Starting from the line in which "clump in this photo, one line per instance." appears, output every line down to the last line of the data below, exactly and without anything more.

━━ Records provided

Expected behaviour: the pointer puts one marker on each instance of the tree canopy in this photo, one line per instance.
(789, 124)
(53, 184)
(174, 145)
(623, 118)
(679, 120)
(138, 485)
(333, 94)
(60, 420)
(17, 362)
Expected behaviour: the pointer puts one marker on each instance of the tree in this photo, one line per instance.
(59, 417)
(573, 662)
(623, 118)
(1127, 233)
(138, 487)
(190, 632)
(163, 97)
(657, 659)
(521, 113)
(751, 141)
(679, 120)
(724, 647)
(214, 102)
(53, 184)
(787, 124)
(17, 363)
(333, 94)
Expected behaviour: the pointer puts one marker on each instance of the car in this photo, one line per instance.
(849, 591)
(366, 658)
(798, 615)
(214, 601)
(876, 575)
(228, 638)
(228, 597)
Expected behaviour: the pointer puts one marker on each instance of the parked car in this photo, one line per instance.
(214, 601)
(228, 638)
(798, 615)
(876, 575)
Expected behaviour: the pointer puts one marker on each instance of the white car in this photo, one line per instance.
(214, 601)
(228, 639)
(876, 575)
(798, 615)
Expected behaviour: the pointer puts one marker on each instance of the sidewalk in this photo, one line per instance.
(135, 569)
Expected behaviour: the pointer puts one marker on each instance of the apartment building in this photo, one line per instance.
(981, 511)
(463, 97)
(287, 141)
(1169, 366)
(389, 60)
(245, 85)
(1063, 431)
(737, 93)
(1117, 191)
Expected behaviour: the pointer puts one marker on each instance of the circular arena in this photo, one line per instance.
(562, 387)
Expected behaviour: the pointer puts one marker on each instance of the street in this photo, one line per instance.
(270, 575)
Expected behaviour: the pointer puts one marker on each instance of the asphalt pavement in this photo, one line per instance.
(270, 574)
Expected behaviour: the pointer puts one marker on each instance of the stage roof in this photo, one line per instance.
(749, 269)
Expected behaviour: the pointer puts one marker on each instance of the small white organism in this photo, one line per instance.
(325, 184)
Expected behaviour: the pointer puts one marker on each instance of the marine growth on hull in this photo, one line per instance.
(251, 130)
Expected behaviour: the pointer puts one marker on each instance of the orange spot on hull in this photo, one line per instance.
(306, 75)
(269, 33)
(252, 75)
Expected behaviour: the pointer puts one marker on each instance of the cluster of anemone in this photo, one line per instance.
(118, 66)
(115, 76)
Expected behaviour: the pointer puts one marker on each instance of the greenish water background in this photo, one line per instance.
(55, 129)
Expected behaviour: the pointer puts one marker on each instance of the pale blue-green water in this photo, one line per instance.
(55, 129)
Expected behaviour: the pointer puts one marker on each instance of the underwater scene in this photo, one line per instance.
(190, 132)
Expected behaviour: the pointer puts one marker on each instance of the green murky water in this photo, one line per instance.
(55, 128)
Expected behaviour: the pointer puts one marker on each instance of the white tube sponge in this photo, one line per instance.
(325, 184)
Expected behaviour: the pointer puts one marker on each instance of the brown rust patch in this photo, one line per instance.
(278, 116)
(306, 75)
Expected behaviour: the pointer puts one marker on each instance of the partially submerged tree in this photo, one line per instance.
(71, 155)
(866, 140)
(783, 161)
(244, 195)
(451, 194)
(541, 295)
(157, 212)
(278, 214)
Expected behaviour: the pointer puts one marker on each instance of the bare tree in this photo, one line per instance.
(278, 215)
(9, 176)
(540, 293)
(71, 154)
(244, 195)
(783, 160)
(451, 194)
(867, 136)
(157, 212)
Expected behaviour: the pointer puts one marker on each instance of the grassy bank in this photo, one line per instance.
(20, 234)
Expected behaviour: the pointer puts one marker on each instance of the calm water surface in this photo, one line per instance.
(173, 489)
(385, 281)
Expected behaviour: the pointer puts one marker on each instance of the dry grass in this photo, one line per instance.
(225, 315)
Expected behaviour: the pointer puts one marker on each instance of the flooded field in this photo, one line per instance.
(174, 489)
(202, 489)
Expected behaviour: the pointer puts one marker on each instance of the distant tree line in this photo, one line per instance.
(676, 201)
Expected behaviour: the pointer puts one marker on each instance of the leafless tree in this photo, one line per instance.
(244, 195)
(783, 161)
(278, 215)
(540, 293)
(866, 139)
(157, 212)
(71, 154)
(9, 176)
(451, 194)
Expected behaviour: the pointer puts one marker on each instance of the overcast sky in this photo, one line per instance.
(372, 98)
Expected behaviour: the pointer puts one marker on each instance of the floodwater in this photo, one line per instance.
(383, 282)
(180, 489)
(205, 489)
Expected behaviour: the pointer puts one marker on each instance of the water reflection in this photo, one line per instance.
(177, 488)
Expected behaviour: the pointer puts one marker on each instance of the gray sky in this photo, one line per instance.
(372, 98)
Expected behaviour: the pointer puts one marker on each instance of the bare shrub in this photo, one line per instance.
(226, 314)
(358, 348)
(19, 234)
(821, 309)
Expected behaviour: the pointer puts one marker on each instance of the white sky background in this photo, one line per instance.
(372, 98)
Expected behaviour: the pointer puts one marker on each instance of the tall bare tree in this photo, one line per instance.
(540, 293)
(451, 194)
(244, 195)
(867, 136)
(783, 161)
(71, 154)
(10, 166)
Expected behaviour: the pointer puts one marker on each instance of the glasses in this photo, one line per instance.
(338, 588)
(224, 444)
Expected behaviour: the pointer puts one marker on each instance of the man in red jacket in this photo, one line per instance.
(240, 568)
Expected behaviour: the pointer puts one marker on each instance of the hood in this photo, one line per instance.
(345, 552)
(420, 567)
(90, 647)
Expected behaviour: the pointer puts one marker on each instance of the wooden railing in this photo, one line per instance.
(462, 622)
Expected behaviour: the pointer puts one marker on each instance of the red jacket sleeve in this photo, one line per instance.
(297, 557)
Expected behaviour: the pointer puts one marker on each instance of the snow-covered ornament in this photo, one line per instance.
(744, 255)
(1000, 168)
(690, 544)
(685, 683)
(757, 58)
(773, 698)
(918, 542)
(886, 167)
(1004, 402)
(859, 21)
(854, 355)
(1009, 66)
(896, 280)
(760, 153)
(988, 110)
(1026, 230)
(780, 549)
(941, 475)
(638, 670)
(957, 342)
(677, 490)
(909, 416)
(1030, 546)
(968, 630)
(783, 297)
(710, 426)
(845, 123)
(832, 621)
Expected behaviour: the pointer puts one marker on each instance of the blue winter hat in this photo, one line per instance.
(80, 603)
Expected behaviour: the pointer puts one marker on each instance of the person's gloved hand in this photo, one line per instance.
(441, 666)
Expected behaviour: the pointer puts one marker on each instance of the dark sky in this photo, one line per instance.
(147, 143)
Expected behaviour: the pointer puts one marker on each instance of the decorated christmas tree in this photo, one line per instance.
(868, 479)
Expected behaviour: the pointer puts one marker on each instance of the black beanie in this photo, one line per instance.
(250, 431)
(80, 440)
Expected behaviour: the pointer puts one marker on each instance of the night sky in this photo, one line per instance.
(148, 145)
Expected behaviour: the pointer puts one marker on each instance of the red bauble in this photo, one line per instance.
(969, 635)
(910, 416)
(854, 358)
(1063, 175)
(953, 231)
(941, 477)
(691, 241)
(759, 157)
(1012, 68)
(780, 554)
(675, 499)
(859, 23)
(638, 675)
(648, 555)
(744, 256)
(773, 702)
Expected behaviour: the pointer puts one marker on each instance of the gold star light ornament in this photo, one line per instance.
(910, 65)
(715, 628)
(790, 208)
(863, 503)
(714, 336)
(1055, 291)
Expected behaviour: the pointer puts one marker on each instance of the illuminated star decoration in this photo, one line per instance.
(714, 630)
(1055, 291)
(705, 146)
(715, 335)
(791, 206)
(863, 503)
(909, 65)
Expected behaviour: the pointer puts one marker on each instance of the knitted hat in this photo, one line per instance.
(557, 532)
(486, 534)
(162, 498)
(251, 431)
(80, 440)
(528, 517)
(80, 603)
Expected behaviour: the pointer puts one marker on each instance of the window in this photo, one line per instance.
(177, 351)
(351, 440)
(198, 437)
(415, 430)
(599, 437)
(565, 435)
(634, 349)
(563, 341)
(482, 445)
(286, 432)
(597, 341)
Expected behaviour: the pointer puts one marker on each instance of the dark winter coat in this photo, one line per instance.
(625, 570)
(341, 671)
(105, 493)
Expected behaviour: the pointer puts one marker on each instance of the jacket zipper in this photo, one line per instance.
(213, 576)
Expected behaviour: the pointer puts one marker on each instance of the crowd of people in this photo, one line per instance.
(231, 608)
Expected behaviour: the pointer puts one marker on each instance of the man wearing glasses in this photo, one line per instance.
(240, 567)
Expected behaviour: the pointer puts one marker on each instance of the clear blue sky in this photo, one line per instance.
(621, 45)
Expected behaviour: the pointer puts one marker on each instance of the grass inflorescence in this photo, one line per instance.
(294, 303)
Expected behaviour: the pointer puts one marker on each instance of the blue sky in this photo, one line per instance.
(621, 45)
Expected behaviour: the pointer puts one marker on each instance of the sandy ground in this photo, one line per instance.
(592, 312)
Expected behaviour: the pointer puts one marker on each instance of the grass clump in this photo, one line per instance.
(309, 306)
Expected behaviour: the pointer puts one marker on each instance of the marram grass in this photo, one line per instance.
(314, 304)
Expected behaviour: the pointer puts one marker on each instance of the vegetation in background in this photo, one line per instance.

━━━━

* _Reply_
Expected behaviour: the pointer puts one marker on each instance of the grass clump in this photo, one line per instance.
(309, 306)
Expected behaviour: the pointer puts one marker on each instance of the marram grass in this photo, one line per instance.
(314, 304)
Expected behaviour: the pointer puts one marker on each instance of the vegetation in background in this photo, one line per instance.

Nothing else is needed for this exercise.